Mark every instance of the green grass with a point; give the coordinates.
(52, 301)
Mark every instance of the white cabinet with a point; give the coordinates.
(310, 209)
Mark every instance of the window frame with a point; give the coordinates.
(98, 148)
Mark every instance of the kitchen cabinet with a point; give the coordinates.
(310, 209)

Given instruction: Substitute "cupboard" for "cabinet" everywhere in the lines above and write them all out again, with nothing else changed.

Written answer:
Mark every instance of the green grass with a point; give the coordinates.
(52, 301)
Mark every instance of the white cupboard with a point; give the coordinates.
(310, 209)
Mark every instance of the window frame with a point; give the coordinates.
(98, 148)
Mark every instance of the kitchen cupboard with a point; give the coordinates.
(310, 209)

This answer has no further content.